## Saved entries:
## Start

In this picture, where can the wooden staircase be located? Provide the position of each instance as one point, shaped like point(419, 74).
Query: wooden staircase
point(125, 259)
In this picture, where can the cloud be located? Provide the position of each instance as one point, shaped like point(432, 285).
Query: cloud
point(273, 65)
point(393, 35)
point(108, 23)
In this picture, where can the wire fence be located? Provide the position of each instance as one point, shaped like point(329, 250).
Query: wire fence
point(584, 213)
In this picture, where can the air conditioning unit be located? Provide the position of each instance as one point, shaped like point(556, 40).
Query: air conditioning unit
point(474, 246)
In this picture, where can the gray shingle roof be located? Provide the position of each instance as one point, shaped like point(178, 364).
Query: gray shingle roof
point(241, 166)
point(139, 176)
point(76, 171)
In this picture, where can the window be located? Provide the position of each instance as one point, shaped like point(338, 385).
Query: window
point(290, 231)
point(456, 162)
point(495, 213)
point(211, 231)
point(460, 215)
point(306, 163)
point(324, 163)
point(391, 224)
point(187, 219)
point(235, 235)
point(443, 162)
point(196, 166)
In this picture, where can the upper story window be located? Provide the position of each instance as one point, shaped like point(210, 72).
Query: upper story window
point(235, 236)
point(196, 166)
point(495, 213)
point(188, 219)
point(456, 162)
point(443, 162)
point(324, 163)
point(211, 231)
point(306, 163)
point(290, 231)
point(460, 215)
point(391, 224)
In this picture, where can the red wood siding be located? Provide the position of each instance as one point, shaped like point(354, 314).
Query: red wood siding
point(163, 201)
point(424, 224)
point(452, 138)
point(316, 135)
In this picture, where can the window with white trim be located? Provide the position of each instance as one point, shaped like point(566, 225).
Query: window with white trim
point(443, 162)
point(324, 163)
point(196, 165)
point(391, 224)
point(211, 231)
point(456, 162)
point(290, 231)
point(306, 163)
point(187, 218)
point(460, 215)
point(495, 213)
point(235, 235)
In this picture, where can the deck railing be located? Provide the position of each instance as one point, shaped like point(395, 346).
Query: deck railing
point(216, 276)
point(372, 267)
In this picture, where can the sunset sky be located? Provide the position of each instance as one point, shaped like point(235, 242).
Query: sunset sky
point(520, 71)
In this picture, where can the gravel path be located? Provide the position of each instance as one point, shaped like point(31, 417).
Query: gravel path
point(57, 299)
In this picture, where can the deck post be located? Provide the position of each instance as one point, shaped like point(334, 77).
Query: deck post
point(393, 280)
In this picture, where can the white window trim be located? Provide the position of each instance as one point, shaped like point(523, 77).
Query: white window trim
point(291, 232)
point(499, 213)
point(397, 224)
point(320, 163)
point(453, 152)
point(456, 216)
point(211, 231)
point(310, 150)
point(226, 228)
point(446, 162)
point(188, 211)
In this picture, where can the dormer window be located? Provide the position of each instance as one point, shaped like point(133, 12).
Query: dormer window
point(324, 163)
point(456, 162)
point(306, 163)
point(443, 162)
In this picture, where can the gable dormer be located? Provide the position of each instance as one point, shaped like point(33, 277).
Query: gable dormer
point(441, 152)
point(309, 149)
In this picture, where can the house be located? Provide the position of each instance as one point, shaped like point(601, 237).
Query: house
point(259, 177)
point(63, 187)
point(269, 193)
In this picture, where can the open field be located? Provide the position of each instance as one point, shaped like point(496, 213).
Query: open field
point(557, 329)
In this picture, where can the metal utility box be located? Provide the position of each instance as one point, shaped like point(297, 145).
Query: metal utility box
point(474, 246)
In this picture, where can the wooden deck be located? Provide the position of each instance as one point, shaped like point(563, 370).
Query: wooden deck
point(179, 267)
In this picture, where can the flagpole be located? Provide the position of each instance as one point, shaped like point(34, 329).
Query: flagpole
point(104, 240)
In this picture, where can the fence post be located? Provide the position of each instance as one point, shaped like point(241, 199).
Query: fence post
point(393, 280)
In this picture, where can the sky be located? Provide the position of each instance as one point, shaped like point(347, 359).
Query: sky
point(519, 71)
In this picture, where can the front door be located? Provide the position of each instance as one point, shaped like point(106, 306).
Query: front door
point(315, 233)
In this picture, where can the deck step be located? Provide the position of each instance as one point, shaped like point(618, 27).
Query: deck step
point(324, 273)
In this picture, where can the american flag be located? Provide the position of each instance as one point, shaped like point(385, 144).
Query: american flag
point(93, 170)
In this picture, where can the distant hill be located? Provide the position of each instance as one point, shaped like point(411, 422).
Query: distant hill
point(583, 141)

## End

## What is needed:
Could you write out every row of the saved entries above again, word for word and with nothing changed?

## Answer for the task:
In this picture, where can the wooden staircase be located? Provide the position of each instance as one point, shaped like point(419, 74).
Query: wooden staircase
point(125, 259)
In this picture, where can the cloud be located? Provide the position of each instance as one point, shaped like point(432, 285).
Query: cloud
point(273, 65)
point(393, 35)
point(108, 23)
In this picture, where can the wire fence be located? Provide the position of each instance as one point, shaped like point(329, 250).
Query: wire fence
point(584, 213)
In this picture, where can the air conditioning unit be located? Provide the position of each instance as one point, shaped like point(556, 40).
Query: air conditioning unit
point(474, 246)
In this picture, where can the gray shingle roof be located? Provide the position of each instance as one point, shaped like point(178, 364).
Query: gray shingle roof
point(241, 166)
point(139, 176)
point(76, 171)
In this picture, where can the window be located? Provide the position of each instance as one point, shaped like point(338, 385).
Query: window
point(290, 231)
point(456, 162)
point(495, 213)
point(211, 231)
point(460, 215)
point(306, 163)
point(324, 163)
point(391, 224)
point(187, 219)
point(235, 235)
point(443, 162)
point(196, 166)
In this picture, where can the upper story window be located? Provide the position of each instance as one point, shaped like point(210, 72).
Query: upper story window
point(235, 236)
point(196, 166)
point(495, 213)
point(188, 219)
point(456, 162)
point(443, 162)
point(324, 163)
point(211, 231)
point(306, 163)
point(290, 231)
point(460, 215)
point(391, 224)
In this picture, where can the red wood siding be located? Provide the position of each instance as one point, shaped like point(354, 314).
Query: red wood siding
point(163, 201)
point(424, 224)
point(452, 138)
point(316, 135)
In this picture, where can the window with white trim be located? Provide the position of each instance as one point, shaped like point(566, 225).
Query: window with white trim
point(443, 162)
point(324, 163)
point(196, 165)
point(391, 224)
point(211, 231)
point(456, 162)
point(290, 231)
point(306, 163)
point(187, 218)
point(460, 215)
point(495, 213)
point(235, 235)
In this picture, where can the deck railing be located? Provide the position of each instance as one point, shaped like point(395, 346).
Query: deck railing
point(216, 276)
point(372, 267)
In this picture, where can the sunset sky be located? Provide the position of each instance as one point, shaped like point(235, 242).
Query: sunset sky
point(520, 71)
In this picture, where can the gravel path be located? Provide the position of each instance as one point, shaped like point(31, 417).
Query: gravel path
point(57, 299)
In this picture, where can the deck post be located? Provide the position of each instance as one point, shaped like point(334, 77).
Query: deck post
point(393, 280)
In this picture, where can the white window trim be located? Provide the position of each instance as one point, shaped like point(523, 77).
Query: white window trim
point(291, 232)
point(499, 213)
point(397, 224)
point(320, 163)
point(453, 152)
point(456, 216)
point(211, 231)
point(310, 150)
point(226, 228)
point(446, 162)
point(188, 211)
In this picture, where can the dormer window be located? Provide the position of each instance as one point, shaped like point(133, 12).
Query: dormer window
point(324, 163)
point(456, 162)
point(306, 163)
point(443, 162)
In this picture, where can the gable dormer be located? Provide the position of each instance as one point, shaped like point(33, 277).
Query: gable dormer
point(441, 152)
point(309, 149)
In this picture, where can the house be located? Provide the position of each instance as one point, shaped like point(601, 237).
Query: house
point(259, 177)
point(63, 187)
point(269, 193)
In this picture, where can the open field be located? Provide the position of each instance as one point, shaped like point(496, 213).
Query: open field
point(557, 329)
In this picture, where can the metal utility box be located? Provide the position of each instance as one point, shaped like point(297, 145).
Query: metal utility box
point(474, 246)
In this picture, where can the wooden deck be located? Provide the position of each instance as one point, shaped like point(563, 370).
Query: wooden deck
point(179, 267)
In this picture, where can the flagpole be located? Provide the position of each instance as one point, shaped like point(34, 329).
Query: flagpole
point(104, 240)
In this picture, where can the fence post be located? Provide the position of each instance as one point, shaped like point(241, 199).
Query: fence post
point(393, 280)
In this picture, where can the sky be located? Provide the position of each instance as one point, shaped like point(347, 359).
Query: sky
point(519, 71)
In this picture, where can the front door be located? Provide the position of each instance as one point, shaped like point(106, 306).
Query: front door
point(315, 233)
In this picture, where can the deck step be located? Provide the position of each instance as one point, shaped like point(618, 27).
Query: deck step
point(324, 273)
In this picture, where can the american flag be located? Provide the position of each instance as one point, shaped like point(385, 144).
Query: american flag
point(93, 170)
In this picture, where can the distant hill be located? Provide the position of each instance as one point, shaped like point(411, 422).
Query: distant hill
point(583, 141)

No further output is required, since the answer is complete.